Collection entries =>
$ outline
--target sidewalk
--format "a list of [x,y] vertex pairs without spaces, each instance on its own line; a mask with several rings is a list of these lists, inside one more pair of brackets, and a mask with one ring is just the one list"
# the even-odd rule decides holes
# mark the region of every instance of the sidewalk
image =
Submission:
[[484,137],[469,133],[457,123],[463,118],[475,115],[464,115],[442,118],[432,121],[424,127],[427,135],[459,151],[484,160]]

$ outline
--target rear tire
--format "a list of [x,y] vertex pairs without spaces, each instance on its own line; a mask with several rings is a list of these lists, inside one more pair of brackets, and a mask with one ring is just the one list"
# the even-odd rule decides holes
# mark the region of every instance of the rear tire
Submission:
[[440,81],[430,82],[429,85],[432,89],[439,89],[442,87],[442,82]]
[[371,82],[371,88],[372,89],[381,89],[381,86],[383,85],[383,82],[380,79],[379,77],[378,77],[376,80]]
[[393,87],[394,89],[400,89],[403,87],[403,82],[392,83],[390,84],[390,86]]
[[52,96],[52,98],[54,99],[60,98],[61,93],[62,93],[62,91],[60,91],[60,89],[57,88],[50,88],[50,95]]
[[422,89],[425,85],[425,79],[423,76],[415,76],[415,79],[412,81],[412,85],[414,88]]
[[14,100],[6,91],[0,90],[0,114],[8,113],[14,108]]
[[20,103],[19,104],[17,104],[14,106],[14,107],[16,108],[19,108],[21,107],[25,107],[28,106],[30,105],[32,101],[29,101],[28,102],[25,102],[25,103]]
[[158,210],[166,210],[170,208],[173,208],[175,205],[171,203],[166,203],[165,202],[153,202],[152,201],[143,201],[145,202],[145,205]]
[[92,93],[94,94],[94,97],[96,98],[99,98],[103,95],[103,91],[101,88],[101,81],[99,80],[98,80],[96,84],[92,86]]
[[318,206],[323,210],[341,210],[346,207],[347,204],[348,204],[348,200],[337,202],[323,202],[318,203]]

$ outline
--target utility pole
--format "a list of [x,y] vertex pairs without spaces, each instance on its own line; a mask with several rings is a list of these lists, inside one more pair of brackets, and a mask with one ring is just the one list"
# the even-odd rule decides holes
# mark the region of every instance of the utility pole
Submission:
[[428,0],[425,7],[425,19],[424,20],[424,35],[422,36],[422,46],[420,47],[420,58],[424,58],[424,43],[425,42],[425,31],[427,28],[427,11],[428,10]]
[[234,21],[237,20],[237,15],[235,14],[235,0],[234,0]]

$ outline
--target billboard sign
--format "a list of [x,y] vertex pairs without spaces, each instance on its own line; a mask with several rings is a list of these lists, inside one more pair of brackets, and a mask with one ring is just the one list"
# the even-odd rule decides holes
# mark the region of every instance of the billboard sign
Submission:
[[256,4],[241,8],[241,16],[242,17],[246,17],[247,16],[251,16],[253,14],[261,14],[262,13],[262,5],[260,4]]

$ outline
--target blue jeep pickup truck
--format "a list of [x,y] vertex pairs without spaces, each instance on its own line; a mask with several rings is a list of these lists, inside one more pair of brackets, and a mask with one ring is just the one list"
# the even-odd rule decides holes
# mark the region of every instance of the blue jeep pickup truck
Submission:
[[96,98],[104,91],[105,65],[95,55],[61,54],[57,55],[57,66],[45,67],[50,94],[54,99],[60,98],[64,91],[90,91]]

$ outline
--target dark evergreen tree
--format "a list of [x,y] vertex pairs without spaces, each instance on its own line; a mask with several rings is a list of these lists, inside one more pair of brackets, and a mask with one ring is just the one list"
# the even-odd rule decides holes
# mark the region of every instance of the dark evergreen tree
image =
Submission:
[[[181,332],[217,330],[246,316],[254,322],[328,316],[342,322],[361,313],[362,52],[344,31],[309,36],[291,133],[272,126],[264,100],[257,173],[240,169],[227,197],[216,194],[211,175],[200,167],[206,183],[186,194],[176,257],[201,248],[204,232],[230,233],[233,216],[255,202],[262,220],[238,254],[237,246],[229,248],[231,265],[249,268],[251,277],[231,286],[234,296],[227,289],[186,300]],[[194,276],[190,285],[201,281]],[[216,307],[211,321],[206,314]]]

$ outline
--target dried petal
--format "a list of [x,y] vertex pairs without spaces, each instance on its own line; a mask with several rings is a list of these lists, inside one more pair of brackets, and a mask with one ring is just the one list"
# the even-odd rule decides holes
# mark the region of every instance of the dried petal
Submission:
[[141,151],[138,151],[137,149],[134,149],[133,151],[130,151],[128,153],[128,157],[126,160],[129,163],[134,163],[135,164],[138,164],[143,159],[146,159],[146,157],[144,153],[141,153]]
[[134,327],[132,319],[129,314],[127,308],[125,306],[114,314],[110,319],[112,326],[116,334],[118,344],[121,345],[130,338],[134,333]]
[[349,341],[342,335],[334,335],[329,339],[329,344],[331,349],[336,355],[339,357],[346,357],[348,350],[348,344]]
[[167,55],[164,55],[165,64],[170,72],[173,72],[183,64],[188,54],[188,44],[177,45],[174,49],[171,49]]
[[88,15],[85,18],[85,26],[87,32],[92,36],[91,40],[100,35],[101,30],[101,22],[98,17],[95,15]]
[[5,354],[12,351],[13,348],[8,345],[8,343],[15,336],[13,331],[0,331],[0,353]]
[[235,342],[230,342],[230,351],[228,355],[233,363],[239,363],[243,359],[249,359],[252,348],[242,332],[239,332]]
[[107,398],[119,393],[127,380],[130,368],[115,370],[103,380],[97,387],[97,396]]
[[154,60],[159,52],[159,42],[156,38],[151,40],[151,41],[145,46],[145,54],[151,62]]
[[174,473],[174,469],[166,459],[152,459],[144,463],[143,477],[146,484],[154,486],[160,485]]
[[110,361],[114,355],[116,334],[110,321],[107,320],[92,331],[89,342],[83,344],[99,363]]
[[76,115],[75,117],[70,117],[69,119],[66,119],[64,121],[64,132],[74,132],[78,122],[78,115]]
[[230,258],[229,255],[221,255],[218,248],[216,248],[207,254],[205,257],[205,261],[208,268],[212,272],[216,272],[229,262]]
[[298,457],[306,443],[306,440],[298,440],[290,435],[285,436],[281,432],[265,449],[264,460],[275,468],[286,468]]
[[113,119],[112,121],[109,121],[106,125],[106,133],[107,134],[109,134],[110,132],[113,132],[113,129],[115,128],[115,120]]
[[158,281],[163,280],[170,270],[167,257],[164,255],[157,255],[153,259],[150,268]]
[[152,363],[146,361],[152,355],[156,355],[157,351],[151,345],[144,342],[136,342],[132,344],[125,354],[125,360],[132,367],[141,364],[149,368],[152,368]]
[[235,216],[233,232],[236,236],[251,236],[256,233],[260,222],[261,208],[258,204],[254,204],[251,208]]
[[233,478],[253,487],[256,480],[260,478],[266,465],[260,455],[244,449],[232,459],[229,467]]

Your task => Gather each line above that contains the word "utility", and reproduce those lines unchanged.

Solution =>
--target utility pole
# mark the region of every instance of the utility pole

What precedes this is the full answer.